Return each line of the records holding the string "street".

*** Records shown ***

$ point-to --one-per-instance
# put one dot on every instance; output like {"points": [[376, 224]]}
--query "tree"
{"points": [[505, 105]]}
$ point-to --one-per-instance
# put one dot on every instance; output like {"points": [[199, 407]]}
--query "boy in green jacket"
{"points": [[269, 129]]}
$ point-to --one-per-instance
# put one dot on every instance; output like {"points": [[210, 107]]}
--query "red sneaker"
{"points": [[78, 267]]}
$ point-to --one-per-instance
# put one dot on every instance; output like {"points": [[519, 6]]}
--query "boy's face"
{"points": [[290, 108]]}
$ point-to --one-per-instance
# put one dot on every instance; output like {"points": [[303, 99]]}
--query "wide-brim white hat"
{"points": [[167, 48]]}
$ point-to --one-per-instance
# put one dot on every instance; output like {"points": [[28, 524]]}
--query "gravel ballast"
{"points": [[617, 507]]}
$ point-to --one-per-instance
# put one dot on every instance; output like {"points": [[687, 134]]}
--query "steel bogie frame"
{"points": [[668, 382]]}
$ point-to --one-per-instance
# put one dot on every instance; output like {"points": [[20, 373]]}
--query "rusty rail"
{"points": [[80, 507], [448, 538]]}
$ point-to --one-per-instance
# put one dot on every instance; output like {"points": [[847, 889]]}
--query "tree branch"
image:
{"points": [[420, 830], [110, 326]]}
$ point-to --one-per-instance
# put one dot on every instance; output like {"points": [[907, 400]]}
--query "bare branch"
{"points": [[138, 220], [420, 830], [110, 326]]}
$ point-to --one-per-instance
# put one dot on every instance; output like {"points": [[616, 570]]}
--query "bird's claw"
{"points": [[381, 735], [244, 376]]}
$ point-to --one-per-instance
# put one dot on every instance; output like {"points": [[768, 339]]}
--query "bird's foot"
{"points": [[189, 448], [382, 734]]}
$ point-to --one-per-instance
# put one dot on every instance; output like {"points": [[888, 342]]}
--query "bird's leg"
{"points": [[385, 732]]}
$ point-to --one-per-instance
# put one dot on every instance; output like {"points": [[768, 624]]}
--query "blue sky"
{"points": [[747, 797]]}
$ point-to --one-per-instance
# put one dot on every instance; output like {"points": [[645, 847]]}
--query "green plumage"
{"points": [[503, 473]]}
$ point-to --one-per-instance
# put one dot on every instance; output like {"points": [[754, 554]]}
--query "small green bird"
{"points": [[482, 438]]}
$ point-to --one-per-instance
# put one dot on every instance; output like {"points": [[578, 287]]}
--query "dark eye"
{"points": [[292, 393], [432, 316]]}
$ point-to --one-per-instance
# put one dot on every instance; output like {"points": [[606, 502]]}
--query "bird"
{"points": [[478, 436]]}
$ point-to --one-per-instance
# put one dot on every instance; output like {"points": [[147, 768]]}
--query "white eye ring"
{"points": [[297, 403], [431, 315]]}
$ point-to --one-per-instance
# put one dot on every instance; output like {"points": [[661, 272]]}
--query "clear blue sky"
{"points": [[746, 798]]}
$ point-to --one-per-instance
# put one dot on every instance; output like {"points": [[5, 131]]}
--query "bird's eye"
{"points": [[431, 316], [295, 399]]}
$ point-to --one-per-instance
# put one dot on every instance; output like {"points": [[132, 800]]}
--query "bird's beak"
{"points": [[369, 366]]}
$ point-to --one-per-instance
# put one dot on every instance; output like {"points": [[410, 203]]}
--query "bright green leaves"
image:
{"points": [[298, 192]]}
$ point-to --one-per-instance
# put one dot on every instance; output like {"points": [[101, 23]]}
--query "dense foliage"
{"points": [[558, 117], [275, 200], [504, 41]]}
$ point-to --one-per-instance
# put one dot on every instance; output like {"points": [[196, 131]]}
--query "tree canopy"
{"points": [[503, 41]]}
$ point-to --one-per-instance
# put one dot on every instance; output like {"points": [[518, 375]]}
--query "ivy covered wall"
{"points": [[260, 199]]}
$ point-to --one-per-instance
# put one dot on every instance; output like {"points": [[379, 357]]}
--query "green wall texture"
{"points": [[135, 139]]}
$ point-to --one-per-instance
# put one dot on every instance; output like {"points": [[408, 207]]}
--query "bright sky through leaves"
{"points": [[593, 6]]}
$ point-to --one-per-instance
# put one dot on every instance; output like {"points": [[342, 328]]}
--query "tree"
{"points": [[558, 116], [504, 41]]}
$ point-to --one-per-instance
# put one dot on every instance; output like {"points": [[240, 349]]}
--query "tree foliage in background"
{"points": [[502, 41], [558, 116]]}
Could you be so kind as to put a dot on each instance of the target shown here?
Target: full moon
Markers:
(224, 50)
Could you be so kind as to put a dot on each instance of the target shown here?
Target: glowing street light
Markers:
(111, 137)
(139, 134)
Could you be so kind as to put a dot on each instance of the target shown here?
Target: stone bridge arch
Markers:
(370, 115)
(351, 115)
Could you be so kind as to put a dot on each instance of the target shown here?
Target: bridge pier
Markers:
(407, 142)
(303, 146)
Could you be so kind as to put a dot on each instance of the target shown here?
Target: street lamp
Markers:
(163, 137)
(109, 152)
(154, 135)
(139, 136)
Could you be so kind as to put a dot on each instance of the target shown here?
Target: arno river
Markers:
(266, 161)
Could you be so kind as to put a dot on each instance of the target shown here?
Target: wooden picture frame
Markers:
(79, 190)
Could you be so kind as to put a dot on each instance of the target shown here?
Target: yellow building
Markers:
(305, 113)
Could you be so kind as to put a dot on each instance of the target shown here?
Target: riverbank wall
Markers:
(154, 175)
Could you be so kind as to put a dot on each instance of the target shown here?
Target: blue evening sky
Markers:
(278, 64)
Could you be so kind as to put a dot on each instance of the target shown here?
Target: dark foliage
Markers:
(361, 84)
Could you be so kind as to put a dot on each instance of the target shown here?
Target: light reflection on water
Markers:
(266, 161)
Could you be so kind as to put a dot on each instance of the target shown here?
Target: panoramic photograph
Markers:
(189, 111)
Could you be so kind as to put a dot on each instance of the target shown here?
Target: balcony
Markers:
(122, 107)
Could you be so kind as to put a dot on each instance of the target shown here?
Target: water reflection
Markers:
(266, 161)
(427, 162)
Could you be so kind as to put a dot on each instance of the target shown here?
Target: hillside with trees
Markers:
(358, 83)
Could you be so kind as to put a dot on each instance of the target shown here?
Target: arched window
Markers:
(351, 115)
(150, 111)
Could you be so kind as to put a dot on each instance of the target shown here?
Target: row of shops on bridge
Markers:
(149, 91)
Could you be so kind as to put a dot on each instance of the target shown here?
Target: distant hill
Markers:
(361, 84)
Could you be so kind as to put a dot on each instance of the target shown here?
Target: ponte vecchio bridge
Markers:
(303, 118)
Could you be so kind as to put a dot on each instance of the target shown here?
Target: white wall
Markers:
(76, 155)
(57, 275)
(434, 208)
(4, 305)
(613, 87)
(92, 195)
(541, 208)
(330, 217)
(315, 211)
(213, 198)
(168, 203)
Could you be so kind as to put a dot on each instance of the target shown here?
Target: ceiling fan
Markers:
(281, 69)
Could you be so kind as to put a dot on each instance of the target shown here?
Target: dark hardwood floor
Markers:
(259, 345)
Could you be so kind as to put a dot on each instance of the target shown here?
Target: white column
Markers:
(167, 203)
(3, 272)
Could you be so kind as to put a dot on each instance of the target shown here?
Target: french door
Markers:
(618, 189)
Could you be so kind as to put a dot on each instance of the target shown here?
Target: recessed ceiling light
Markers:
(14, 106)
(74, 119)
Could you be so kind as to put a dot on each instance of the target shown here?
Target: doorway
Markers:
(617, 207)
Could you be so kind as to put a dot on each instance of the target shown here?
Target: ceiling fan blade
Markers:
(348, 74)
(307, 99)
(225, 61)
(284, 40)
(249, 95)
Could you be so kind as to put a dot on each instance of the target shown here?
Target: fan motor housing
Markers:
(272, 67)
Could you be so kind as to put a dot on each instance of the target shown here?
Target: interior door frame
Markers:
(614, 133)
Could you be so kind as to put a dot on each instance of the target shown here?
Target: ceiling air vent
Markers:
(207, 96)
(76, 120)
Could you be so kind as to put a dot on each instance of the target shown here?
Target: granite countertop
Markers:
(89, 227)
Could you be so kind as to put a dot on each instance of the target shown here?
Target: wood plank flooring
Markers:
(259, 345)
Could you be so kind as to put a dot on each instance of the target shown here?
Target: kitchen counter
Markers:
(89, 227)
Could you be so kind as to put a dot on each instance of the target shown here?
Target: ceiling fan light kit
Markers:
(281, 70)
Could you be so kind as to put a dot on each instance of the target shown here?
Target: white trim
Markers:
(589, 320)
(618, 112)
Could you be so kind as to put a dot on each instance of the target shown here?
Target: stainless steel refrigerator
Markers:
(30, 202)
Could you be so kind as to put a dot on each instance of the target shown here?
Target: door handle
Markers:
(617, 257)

*** End of Records shown ***

» Exercise output
Target: glowing street light
Target: street lamp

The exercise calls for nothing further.